**PROBLEMS TO SOLVE**
• a. In the passage on the 2004 election, when did President Bush open up his small lead?
• b. Copy the stretch from "Despite the press's" through "two party conventions." in the passage on the 2004 election word for word.

**PASSAGE SHOWN**
-=-=-

Despite the press's obsession with the internal
workings of the campaigns, presidential elections
are first and foremost about the candidates.
Americans rightly want to know who
their president is and what he's made of.
The 2004 election is no exception.
At this writing, the outcome is still in doubt, though
President Bush opened up a small, but significant, lead in
the aftermath of the two party conventions.
By the time many of you read this, the election may be
history -- so I write with some trepidation. I can only hope
that what seems so relevant now will seem just as relevant
after the returns are in. I'm betting it will.
Elsewhere in this magazine Bruce Reed and I lay out a
compelling case for firing Bush and hiring a New Democrat
in his place.
But whether John Kerry wins will depend on whether
the Democratic nominee convinces enough voters that he
has the "toughness to govern."

-=-=-

**DATASET CONTENT**
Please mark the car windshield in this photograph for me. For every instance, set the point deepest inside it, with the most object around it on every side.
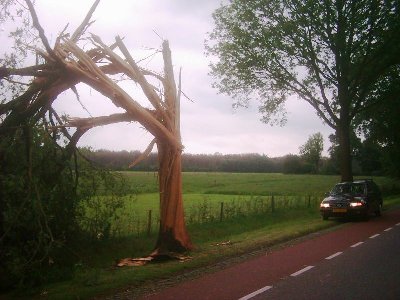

-=-=-

**ANSWERS**
• a. In the aftermath of the two party conventions.

• b.
Despite the press's obsession with the internal
workings of the campaigns, presidential elections
are first and foremost about the candidates.
Americans rightly want to know who
their president is and what he's made of.
The 2004 election is no exception.
At this writing, the outcome is still in doubt, though
President Bush opened up a small, but significant, lead in
the aftermath of the two party conventions.